→ **Data**
╔══

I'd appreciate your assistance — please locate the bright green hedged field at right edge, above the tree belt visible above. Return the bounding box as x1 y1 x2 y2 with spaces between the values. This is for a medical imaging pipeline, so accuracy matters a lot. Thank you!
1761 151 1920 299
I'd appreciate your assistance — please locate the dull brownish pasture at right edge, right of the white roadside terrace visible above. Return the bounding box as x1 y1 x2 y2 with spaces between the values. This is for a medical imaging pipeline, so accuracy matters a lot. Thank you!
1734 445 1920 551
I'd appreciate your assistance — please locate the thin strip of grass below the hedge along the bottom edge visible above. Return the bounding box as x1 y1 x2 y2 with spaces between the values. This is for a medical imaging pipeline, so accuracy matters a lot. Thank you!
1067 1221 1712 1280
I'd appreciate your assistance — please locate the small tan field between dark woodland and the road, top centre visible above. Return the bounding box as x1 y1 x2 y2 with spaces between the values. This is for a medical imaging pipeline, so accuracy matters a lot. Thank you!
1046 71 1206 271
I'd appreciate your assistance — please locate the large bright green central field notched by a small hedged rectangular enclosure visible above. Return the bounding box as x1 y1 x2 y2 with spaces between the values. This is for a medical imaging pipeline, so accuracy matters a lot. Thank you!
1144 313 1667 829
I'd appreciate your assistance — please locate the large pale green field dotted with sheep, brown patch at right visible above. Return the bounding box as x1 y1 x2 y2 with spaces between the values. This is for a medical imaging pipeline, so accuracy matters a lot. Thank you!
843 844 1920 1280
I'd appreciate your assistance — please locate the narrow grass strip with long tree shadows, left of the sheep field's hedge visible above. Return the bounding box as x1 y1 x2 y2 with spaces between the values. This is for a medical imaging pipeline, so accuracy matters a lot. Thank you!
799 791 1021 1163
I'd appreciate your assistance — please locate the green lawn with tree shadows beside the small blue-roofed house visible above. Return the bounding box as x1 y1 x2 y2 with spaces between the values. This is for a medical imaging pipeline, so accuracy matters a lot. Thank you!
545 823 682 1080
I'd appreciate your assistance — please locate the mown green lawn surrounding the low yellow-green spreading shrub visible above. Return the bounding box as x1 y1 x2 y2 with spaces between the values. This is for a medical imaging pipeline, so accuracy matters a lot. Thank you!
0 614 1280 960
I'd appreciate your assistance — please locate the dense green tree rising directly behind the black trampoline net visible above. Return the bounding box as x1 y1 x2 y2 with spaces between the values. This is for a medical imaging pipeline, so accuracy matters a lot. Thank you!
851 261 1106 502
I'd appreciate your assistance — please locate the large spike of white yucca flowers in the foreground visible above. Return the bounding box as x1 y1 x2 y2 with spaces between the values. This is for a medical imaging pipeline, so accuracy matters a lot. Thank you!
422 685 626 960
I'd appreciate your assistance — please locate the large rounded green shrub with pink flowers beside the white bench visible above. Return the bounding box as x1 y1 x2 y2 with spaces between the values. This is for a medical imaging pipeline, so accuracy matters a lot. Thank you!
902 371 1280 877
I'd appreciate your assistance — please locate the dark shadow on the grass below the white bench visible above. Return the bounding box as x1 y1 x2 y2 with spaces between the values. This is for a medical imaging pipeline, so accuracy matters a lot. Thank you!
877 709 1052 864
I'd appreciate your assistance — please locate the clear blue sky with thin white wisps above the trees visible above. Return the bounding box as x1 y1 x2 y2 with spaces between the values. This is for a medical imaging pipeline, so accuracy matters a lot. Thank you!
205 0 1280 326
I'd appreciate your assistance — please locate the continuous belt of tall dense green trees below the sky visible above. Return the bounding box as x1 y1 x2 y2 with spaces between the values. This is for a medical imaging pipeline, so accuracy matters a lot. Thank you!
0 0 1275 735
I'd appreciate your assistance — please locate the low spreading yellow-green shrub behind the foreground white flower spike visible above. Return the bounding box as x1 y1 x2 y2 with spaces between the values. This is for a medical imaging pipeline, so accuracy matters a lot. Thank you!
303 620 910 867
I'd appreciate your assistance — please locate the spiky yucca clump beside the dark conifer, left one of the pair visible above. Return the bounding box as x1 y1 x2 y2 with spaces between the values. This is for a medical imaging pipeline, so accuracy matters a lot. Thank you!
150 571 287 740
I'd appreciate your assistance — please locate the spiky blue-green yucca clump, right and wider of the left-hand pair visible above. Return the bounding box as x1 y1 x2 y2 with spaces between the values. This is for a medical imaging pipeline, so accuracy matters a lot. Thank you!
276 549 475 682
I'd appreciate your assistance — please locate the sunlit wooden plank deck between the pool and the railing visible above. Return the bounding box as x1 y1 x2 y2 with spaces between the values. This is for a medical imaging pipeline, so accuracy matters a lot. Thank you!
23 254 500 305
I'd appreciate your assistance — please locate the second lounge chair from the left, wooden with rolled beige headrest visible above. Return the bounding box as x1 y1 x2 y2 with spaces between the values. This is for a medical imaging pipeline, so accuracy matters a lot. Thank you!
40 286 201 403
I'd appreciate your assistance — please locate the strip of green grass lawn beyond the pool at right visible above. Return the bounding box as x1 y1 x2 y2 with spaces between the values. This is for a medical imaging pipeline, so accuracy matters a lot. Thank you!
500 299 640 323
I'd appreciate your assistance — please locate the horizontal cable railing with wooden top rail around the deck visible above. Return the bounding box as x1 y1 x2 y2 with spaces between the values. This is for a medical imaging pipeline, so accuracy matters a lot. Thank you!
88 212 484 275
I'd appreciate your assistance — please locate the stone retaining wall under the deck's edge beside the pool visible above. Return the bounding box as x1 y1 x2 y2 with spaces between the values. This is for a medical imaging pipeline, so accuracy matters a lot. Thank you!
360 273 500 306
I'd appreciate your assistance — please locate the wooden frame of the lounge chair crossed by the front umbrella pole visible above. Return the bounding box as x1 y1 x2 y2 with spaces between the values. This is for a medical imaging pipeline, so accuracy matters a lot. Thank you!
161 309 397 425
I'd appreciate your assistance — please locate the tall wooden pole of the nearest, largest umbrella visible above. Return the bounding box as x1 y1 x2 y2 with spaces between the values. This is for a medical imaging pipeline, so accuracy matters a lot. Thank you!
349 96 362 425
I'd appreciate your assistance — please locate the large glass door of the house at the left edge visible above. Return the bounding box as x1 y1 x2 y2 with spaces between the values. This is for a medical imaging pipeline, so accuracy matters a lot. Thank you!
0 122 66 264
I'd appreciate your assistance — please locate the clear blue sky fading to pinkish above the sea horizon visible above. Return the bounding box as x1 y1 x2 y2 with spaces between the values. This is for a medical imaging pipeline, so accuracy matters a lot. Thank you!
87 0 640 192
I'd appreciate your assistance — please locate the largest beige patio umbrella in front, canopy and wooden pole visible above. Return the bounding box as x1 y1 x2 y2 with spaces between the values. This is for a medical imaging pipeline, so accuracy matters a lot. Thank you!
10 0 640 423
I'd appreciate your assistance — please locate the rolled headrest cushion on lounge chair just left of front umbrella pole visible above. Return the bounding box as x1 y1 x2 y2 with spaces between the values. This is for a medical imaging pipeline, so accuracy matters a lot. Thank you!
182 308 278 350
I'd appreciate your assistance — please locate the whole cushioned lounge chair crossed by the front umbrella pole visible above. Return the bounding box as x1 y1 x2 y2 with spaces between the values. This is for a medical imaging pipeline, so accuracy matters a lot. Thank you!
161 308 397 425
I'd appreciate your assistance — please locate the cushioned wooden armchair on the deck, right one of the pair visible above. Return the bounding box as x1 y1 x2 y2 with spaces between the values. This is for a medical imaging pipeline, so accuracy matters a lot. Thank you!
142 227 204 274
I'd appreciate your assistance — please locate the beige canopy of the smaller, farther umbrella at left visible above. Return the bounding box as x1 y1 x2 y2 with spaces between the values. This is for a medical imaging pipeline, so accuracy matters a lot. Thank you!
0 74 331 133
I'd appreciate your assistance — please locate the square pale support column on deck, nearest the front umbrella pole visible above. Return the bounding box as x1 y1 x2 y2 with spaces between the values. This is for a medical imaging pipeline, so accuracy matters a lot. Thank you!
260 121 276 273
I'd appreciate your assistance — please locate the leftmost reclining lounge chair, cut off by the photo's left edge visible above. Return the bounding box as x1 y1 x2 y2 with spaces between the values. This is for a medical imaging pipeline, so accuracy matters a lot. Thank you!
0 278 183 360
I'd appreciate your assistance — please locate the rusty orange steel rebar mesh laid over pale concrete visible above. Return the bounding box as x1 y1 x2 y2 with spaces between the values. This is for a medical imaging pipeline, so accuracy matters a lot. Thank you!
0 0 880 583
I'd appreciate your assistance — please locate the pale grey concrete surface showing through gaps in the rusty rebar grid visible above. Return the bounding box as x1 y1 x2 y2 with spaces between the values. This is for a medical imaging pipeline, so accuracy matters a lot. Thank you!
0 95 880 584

╚══

→ **About this exercise**
Give an exact copy of the lines from the one with "I'd appreciate your assistance — please locate the pale" through the end of the entries, both ends included.

→ **Result of this exercise**
I'd appreciate your assistance — please locate the pale grey concrete surface showing through gaps in the rusty rebar grid visible above. Return the bounding box as x1 y1 x2 y2 with spaces between the values. This is for a medical imaging pipeline, so accuracy matters a lot. Thank you!
0 95 880 584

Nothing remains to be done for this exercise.